— OPDRACHT A —
Schrijf uit de records de regels van de regel met "of the blender" tot en met de regel met "(1053, 673)" opnieuw uit en vermenigvuldig daarbij elke coördinaat in de antwoorden met 1,1, afgerond op hele getallen (halven naar boven). Laat al het overige ongewijzigd en geef alleen deze regels.

====== TEKSTFRAGMENT ======

4.3. De Svb is op grond van artikel 24 van de AKW gehouden tot terugvordering van onverschuldigd betaalde kinderbijslag. Slechts in geval van dringende redenen is de Svb ingevolge het vierde lid van artikel 24 van de AKW bevoegd geheel of gedeeltelijk af te zien van terugvordering. Zoals de Raad reeds meermalen heeft overwogen kunnen dringende redenen als hier bedoeld slechts zijn gelegen in de onaanvaardbaarheid van de -financiële en/of sociale- gevolgen die een terugvordering voor een verzekerde heeft. De Raad moet evenwel constateren dat gesteld noch gebleken is dat appellante ten gevolge van de terugvordering in een noodsituatie als hiervoor bedoeld terechtkomt, zodat geen sprake is van dringende redenen op grond waarvan gedeeltelijk van terugvordering afgezien kan worden.
4.4. Uit het vorenstaande vloeit voort dat het hoger beroep, voor zover betrekking hebbend op de terugvordering, niet kan slagen, zodat de aangevallen uitspraak in zoverre voor bevestiging in aanmerking komt.
5. De Raad acht geen termen aanwezig toepassing te geven aan artikel 8:75 van de Algemene wet bestuursrecht inzake een vergoeding van proceskosten, nu van voor vergoeding in aanmerking komende kosten niet is gebleken.

======

— OPDRACHT B —
Ga verder met de uitspraak over de terugvordering van kinderbijslag, aansluitend op de laatste zin ervan.

====== MATERIAAL BIJ OPDRACHT ======

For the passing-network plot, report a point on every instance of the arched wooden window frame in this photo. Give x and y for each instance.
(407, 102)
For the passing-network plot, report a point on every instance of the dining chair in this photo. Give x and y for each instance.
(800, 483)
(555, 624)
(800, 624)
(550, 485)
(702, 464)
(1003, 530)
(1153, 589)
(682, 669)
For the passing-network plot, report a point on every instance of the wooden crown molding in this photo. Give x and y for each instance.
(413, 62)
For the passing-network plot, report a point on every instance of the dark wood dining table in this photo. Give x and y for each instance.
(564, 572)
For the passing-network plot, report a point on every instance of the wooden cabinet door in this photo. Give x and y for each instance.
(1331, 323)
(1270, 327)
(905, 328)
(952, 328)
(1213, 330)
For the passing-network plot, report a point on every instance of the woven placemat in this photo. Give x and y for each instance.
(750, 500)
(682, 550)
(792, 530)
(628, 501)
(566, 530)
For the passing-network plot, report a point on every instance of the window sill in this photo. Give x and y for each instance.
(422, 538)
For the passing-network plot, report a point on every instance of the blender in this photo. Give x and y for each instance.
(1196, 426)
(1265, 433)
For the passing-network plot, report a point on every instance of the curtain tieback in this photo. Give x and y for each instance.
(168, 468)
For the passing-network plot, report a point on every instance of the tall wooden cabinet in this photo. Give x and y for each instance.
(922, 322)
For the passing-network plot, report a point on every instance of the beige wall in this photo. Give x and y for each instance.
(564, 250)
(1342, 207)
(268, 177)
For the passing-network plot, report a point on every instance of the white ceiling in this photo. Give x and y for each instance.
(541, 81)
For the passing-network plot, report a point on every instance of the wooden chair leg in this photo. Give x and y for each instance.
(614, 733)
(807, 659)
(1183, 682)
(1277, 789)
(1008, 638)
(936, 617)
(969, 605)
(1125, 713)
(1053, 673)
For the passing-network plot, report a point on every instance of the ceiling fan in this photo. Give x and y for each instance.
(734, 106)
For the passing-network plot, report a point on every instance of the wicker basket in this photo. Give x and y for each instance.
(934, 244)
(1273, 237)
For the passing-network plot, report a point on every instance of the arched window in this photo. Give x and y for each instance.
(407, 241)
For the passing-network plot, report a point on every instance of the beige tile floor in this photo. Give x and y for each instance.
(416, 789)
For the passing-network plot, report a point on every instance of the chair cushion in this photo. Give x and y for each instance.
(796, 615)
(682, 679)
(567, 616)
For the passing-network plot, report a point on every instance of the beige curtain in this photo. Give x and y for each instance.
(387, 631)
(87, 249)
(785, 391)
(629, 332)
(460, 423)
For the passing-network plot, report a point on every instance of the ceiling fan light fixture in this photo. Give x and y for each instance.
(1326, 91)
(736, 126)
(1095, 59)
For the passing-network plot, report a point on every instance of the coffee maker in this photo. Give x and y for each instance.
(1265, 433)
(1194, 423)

======

— JUIST ANTWOORD A —
For the passing-network plot, report a point on every instance of the blender in this photo. Give x and y for each instance.
(1316, 469)
(1392, 476)
For the passing-network plot, report a point on every instance of the curtain tieback in this photo. Give x and y for each instance.
(185, 515)
For the passing-network plot, report a point on every instance of the tall wooden cabinet in this photo. Give x and y for each instance.
(1014, 354)
For the passing-network plot, report a point on every instance of the beige wall in this photo. Give x and y for each instance.
(620, 275)
(1476, 228)
(295, 195)
For the passing-network plot, report a point on every instance of the white ceiling in this photo. Give x and y for each instance.
(595, 89)
For the passing-network plot, report a point on every instance of the wooden chair leg in this photo. Give x and y for each instance.
(675, 806)
(888, 725)
(1301, 750)
(1405, 868)
(1109, 702)
(1030, 679)
(1066, 666)
(1238, 784)
(1158, 740)

— JUIST ANTWOORD B —
III. BESLISSING
De Centrale Raad van Beroep;
Recht doende:
Vernietigt de aangevallen uitspraak en het betreden besluit, voor zover betrekking hebbend op de opgelegde boete ad € 209,-;
Verklaart het beroep in zoverre gegrond;
Herroept het primaire besluit van 17 november 2006, voor zover betrekking hebbend op de boete ad € 209,-;
Bevestigt de aangevallen uitspraak voor het overige;
Bepaalt dat de Svb aan appellante het betaalde griffierecht ad € 146,- dient te vergoeden.
Deze uitspraak is gedaan door T.L. de Vries in tegenwoordigheid van E. Heemsbergen als griffier. De beslissing is uitgesproken in het openbaar op 12 mei 2010.
(get.) T.L. de Vries.
(get.) E. Heemsbergen.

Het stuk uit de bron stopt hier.